**YOUR ASSIGNMENT**
Once you reach the line containing "We are building a detection dataset for the class player's", write out that line and every remaining line of the records exactly.

**EXERCISE MATERIALS**
....................

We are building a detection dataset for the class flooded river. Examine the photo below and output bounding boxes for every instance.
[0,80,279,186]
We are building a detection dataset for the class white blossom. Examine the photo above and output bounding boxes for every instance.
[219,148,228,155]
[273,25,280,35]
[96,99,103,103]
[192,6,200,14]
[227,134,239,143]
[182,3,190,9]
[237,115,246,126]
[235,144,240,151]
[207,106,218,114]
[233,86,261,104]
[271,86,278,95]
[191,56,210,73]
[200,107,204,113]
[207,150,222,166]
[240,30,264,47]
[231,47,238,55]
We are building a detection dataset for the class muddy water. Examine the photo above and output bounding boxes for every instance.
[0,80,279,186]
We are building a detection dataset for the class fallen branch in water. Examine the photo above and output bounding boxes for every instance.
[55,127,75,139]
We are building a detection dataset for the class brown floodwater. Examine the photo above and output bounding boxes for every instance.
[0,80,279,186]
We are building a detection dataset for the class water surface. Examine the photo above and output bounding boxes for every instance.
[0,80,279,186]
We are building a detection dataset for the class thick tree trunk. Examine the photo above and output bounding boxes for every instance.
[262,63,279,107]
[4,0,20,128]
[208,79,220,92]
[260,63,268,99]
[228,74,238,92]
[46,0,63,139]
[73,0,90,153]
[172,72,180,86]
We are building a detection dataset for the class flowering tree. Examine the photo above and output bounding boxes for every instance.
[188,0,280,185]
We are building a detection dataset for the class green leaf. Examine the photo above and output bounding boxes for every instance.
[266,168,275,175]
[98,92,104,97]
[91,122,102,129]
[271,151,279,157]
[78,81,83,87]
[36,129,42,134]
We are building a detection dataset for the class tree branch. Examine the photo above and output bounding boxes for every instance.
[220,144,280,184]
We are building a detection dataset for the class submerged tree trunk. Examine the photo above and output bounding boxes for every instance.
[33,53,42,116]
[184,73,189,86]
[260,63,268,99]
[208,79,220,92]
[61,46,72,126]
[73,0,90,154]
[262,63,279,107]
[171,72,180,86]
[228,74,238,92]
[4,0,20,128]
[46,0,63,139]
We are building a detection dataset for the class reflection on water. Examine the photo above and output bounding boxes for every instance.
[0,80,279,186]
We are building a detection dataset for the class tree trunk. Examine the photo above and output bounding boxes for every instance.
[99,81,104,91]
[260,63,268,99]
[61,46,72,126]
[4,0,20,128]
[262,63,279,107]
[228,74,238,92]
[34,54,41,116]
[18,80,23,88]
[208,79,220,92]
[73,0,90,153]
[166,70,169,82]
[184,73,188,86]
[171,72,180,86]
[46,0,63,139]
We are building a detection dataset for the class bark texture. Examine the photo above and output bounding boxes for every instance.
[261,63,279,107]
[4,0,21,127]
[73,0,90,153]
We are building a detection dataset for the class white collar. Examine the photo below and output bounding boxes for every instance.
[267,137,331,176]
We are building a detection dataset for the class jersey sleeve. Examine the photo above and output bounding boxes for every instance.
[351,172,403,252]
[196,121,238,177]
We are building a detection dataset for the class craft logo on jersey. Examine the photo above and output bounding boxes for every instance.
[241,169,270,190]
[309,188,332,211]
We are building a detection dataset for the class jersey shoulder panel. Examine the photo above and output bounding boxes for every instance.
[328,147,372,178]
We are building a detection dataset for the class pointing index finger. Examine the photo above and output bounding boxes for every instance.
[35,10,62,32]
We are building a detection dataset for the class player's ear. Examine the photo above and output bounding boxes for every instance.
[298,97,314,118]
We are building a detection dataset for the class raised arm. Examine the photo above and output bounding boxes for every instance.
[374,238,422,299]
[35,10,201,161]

....................

**SOLVED EXERCISE**
We are building a detection dataset for the class player's ear. Examine the photo above and output bounding boxes for every instance.
[298,97,314,118]
We are building a detection dataset for the class raised arm. Examine the photo above and output bounding boxes for every instance.
[374,238,422,299]
[35,10,201,161]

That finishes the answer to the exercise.